▶ **THE EXERCISE**
Turn each line of the material below into a Markdown table with two columns, Row for the row number and Line for the text of that line. Skip any blank lines.

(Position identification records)

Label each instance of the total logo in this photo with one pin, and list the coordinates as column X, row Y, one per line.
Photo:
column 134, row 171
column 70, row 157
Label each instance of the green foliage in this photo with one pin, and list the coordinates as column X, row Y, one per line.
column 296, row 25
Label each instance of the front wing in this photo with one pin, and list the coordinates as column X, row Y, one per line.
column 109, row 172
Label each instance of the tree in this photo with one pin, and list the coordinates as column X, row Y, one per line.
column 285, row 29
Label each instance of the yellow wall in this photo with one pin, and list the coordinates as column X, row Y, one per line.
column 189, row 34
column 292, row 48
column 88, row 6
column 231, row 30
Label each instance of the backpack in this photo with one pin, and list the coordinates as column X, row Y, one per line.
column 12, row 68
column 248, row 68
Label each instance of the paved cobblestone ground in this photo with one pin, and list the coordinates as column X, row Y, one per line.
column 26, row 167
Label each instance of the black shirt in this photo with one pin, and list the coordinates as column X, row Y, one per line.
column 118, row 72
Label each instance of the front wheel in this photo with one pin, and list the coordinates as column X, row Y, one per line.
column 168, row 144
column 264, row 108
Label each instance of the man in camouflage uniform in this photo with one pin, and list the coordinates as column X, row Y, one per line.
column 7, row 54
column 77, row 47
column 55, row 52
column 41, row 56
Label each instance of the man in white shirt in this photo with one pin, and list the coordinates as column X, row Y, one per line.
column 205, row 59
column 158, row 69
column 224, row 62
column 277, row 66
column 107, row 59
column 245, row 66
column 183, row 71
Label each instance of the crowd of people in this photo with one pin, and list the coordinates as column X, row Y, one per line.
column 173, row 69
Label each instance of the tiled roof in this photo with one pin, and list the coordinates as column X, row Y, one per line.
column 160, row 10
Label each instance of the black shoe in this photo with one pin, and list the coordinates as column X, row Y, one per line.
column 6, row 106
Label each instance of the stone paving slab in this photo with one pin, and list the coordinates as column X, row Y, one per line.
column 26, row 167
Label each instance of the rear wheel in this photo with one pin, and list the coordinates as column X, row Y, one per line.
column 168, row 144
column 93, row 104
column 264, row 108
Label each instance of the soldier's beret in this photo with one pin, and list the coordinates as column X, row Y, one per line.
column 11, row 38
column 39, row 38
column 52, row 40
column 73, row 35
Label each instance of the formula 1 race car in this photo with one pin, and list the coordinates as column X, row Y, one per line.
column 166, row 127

▶ **RESULT**
| Row | Line |
|---|---|
| 1 | Label each instance of the total logo in this photo with one pin, and list the coordinates as column X, row Y, one per line. |
| 2 | Photo: |
| 3 | column 134, row 171 |
| 4 | column 70, row 157 |
| 5 | Label each instance of the green foliage in this photo with one pin, and list the coordinates as column X, row Y, one per line. |
| 6 | column 296, row 25 |
| 7 | Label each instance of the front wing in this photo with one pin, and list the coordinates as column X, row Y, one per line. |
| 8 | column 109, row 172 |
| 9 | Label each instance of the tree in this photo with one pin, and list the coordinates as column X, row Y, one per line. |
| 10 | column 285, row 29 |
| 11 | Label each instance of the yellow wall in this photo with one pin, and list the coordinates as column X, row Y, one per line. |
| 12 | column 189, row 34 |
| 13 | column 292, row 48 |
| 14 | column 88, row 6 |
| 15 | column 231, row 30 |
| 16 | Label each instance of the backpack in this photo with one pin, and list the coordinates as column X, row Y, one per line. |
| 17 | column 12, row 68 |
| 18 | column 248, row 68 |
| 19 | Label each instance of the paved cobblestone ground in this photo with one pin, and list the coordinates as column X, row Y, one per line. |
| 20 | column 26, row 167 |
| 21 | Label each instance of the black shirt in this photo with one pin, and list the coordinates as column X, row Y, one per line. |
| 22 | column 118, row 72 |
| 23 | Label each instance of the front wheel in this photo with one pin, and list the coordinates as column X, row Y, one per line. |
| 24 | column 168, row 144 |
| 25 | column 264, row 108 |
| 26 | Label each instance of the man in camouflage uniform in this photo with one pin, and list the coordinates as column X, row Y, one per line. |
| 27 | column 7, row 54 |
| 28 | column 77, row 47 |
| 29 | column 55, row 52 |
| 30 | column 41, row 56 |
| 31 | Label each instance of the man in white shirt in this photo with one pin, and list the coordinates as column X, row Y, one per line. |
| 32 | column 205, row 59 |
| 33 | column 158, row 69 |
| 34 | column 224, row 62 |
| 35 | column 277, row 66 |
| 36 | column 107, row 59 |
| 37 | column 245, row 66 |
| 38 | column 183, row 71 |
| 39 | Label each instance of the crowd of people in this photo with one pin, and list the coordinates as column X, row Y, one per line. |
| 40 | column 173, row 69 |
| 41 | Label each instance of the tiled roof in this photo with one pin, and list the coordinates as column X, row Y, one per line. |
| 42 | column 160, row 10 |
| 43 | Label each instance of the black shoe in this photo with one pin, and list the coordinates as column X, row Y, one per line. |
| 44 | column 6, row 106 |
| 45 | Label each instance of the stone paving slab in this photo with one pin, and list the coordinates as column X, row Y, one per line. |
| 46 | column 26, row 167 |
| 47 | Label each instance of the rear wheel in this photo with one pin, and list the coordinates as column X, row Y, one per line. |
| 48 | column 168, row 144 |
| 49 | column 93, row 104 |
| 50 | column 264, row 108 |
| 51 | Label each instance of the soldier's beret in this photo with one pin, and list the coordinates as column X, row Y, one per line. |
| 52 | column 11, row 38 |
| 53 | column 39, row 38 |
| 54 | column 52, row 40 |
| 55 | column 73, row 35 |
| 56 | Label each instance of the formula 1 race car in this photo with one pin, and list the coordinates as column X, row Y, one per line. |
| 57 | column 166, row 127 |